◆ **À faire**:
- A) D'après l'extrait à lire, en quelle année la localité d'Immanouel a-t-elle été fondée ?
- B) Réécrivez le passage de l'extrait à lire qui va de « Cette affaire a » jusqu'à « ashkénazes et sépharades. », en remplaçant « fossé » par « gouffre ».

◆ **Extrait à lire**:

La décision de la Cour Suprême israélienne
d’emprisonner les parents des jeunes filles de la section  » ‘hassidique  »
du Ber Yaacov d’Immanouel a suscité une très vive effervescence dans le
monde orthodoxe et dans l’ensemble de la société israélienne.


Cette affaire a posé, de manière plus aigue que jamais, le problème des
relations entre le monde orthodoxe et la Cour Suprême laïque et elle a
dévoilé un fossé d’incompréhension entre la communauté orthodoxe qui est
régie par des codes sévères et le reste de la société qui vit selon des
paramètres différents.



 
Elle a également reposé, de manière exacerbée un vieux
débat : celui de la ségrégation entre les communautés orthodoxes
ashkénazes et sépharades.


Pour comprendre les tenants et les aboutissants de ce dossier complexe
et tendu, il faut absolument éviter le dangereux piège du raccourci qui
risquerait de falsifier les faits. Il faut donc informer avec précision
et force de détails.


Car il y va non seulement du Kvod Hatorah mais surtout du Emet qui est
la colonne de feu qui nous accompagne au sein de la rédaction d’Hamodia.


En espérant que ces explications permettront une meilleure compréhension
des faits et que celle-ci contribuera à rapprocher ceux qui au sein de
notre peuple se sentent si éloignés les uns des autres. D.H.






1/ Immanouel, ou le constat d’un échec municipal



La crise actuelle a donc placé sur le devant de la scène la localité
d’Immanouel en Samarie. Fondée en 1983, Immanouel avait été programmée
pour devenir la capitale orthodoxe de la Samarie et elle devait compter
près de 100 000 habitants ! Au fil des ans, à la suite de graves
carences immobilières, ce vaste projet a sombré dans la faillite.

◆ **Bloc de données**:
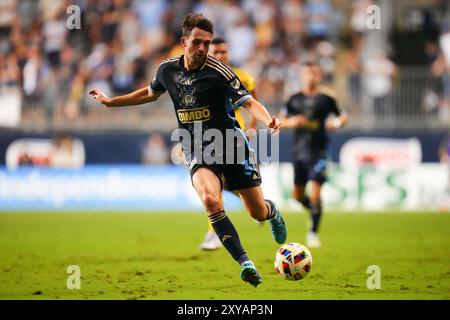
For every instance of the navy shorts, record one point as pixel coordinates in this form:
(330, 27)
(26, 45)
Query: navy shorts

◆ **Réponses par tâche**:
- A) En 1983.

- B)
Cette affaire a posé, de manière plus aigue que jamais, le problème des
relations entre le monde orthodoxe et la Cour Suprême laïque et elle a
dévoilé un gouffre d’incompréhension entre la communauté orthodoxe qui est
régie par des codes sévères et le reste de la société qui vit selon des
paramètres différents.



 
Elle a également reposé, de manière exacerbée un vieux
débat : celui de la ségrégation entre les communautés orthodoxes
ashkénazes et sépharades.